## BEGIN SELECTED EXTRACT

The most infamous Twitter user in the world – and the President of the United States – made a typo.
From the very nanosecond the service’s users woke up on the East Coast saw it on Wednesday, the predictable happened. If it wasn’t a White House reporter or political analyst retweeting the original tweet or a screenshot after its deletion, seemingly everyone else with an account had a joke or meme they just had to get out there.
Perhaps we collectively keep pointing, laughing and mocking because we feel helpless against the increasing recklessness of this administration. This could be a mere guess, but there might have been a few hundred thousand fewer tweets about the rollback of civil rights protections here in the United States or concerns over the bombing in Kabul that killed scores of Afghans just trying to go about their day. Maybe we jumped on the typo with glee because we have to laugh to keep from crying, raging or throwing our hands in the air in disbelief. (Of course, we finally did ease up on the jokes yesterday because climate change is important.)
The unrelenting typo kept dancing along all social media feeds and cable news shows when reports of vandalism at LeBron James’ Los Angeles home broke through. On the eve of the superstar’s 41st NBA Finals game, he learned that the most potent racial slur in America was spray-painted on the front gate to his California abode. It’s not that he hasn’t dealt with overt racism in his life – hell, some of the same people cheering him on now reminded him of the perils of being black in America when he left Cleveland seven years ago.

## END SELECTED EXTRACT
## BEGIN MATERIAL

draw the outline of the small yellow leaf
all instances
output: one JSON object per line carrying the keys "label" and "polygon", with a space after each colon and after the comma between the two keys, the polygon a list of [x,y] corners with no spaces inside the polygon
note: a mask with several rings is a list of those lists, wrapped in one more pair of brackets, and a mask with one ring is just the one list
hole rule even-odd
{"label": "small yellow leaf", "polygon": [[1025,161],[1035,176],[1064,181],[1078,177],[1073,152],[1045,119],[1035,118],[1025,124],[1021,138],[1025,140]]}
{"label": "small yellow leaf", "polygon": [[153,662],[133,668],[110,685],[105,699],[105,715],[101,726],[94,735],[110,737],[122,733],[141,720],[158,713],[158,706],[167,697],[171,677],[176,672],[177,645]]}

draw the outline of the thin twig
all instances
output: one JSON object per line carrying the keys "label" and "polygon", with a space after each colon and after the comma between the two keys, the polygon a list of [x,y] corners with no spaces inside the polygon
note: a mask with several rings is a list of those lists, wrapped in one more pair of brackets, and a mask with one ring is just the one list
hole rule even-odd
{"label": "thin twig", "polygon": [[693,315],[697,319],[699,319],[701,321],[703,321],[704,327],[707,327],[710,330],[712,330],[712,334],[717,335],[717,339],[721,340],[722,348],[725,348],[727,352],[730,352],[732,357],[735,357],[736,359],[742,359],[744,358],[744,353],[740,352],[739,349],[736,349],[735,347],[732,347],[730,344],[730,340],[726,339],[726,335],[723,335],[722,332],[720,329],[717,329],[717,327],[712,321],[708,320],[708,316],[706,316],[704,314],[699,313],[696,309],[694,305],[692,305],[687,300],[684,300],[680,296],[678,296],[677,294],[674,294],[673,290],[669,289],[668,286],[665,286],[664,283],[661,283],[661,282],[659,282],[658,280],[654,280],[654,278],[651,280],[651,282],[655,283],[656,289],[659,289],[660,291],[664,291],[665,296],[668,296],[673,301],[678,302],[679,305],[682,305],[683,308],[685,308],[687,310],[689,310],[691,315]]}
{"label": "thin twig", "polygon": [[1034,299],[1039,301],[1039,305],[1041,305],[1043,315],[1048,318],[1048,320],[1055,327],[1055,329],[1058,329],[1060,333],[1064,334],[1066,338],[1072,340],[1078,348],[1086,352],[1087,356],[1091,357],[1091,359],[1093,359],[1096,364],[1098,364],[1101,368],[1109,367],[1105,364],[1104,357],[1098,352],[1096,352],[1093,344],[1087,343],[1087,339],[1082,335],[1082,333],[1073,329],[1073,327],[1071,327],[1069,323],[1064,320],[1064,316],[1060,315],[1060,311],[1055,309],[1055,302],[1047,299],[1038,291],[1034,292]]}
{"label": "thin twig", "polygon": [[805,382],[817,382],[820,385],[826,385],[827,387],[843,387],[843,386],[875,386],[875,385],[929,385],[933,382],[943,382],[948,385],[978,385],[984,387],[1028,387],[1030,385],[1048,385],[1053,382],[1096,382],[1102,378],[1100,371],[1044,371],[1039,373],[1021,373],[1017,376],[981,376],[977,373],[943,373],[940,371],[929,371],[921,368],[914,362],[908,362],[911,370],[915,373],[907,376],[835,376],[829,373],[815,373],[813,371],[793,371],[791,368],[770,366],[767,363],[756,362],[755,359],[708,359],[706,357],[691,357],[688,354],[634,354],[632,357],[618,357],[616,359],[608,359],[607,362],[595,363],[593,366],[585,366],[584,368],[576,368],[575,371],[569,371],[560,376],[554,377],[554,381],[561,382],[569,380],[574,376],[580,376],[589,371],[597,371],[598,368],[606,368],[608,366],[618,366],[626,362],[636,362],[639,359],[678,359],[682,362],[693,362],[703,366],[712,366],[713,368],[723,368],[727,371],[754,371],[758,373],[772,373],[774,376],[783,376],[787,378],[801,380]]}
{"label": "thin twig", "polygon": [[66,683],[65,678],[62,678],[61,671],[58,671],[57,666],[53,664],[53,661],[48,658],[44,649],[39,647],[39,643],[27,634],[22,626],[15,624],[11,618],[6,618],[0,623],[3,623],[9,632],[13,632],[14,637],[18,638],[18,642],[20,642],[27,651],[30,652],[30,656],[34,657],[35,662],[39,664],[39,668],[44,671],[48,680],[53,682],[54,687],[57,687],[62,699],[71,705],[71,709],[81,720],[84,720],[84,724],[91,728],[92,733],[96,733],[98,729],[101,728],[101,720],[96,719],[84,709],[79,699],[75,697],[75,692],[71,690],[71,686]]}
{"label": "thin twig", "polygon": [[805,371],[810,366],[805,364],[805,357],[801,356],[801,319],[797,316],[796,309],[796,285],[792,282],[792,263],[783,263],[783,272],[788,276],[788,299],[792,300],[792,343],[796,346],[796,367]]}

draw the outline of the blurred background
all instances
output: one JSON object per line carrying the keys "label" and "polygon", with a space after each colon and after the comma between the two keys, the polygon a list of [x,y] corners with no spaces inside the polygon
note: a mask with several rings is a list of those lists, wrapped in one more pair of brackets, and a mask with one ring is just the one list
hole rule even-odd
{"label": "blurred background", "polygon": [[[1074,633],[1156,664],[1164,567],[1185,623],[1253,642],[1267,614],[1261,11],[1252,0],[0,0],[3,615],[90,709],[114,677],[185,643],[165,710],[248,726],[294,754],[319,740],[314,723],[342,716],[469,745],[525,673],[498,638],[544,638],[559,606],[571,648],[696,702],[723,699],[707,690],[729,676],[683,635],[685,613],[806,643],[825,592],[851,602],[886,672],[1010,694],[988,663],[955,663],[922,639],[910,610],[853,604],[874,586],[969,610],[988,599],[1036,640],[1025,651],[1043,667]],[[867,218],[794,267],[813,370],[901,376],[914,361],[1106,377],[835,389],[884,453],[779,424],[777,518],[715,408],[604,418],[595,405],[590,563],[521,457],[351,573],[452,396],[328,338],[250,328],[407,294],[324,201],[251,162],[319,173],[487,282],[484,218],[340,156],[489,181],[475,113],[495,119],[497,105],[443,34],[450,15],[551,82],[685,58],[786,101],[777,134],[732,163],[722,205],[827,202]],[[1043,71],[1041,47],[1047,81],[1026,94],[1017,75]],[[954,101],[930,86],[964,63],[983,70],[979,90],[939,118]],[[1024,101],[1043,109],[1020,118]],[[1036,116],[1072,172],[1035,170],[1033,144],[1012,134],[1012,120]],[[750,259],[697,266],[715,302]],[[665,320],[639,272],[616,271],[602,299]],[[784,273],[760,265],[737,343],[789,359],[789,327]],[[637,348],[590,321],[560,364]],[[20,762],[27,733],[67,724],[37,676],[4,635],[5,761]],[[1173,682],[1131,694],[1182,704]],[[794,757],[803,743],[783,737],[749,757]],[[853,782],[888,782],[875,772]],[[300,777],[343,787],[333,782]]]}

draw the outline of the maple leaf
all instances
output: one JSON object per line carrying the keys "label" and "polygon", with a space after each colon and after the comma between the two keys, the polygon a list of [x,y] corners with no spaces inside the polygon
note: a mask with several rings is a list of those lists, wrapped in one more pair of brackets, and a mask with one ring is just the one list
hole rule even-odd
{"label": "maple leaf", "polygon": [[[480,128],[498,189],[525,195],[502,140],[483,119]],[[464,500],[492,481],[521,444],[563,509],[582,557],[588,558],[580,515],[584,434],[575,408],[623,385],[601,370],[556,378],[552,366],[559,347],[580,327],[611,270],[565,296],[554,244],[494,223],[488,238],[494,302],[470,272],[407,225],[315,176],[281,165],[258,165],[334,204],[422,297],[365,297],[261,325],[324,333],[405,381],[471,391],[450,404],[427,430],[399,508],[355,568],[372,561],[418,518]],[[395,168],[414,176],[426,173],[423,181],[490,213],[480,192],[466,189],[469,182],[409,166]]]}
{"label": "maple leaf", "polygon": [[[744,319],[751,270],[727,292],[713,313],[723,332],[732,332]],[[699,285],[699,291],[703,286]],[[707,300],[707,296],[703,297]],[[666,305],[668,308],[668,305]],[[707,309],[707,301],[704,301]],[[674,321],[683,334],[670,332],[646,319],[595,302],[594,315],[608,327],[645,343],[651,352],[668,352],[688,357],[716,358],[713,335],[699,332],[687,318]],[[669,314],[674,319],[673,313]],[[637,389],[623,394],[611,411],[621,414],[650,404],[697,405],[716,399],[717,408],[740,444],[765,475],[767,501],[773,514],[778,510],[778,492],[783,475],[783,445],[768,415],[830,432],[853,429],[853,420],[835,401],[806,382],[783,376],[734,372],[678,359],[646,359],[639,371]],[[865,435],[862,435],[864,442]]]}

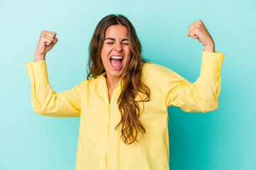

## END MATERIAL

DIRECTIONS: Extract the full commentary on the president's Twitter typo, placed above the records, word for word.

ANSWER IN FULL:
The most infamous Twitter user in the world – and the President of the United States – made a typo.
From the very nanosecond the service’s users woke up on the East Coast saw it on Wednesday, the predictable happened. If it wasn’t a White House reporter or political analyst retweeting the original tweet or a screenshot after its deletion, seemingly everyone else with an account had a joke or meme they just had to get out there.
Perhaps we collectively keep pointing, laughing and mocking because we feel helpless against the increasing recklessness of this administration. This could be a mere guess, but there might have been a few hundred thousand fewer tweets about the rollback of civil rights protections here in the United States or concerns over the bombing in Kabul that killed scores of Afghans just trying to go about their day. Maybe we jumped on the typo with glee because we have to laugh to keep from crying, raging or throwing our hands in the air in disbelief. (Of course, we finally did ease up on the jokes yesterday because climate change is important.)
The unrelenting typo kept dancing along all social media feeds and cable news shows when reports of vandalism at LeBron James’ Los Angeles home broke through. On the eve of the superstar’s 41st NBA Finals game, he learned that the most potent racial slur in America was spray-painted on the front gate to his California abode. It’s not that he hasn’t dealt with overt racism in his life – hell, some of the same people cheering him on now reminded him of the perils of being black in America when he left Cleveland seven years ago.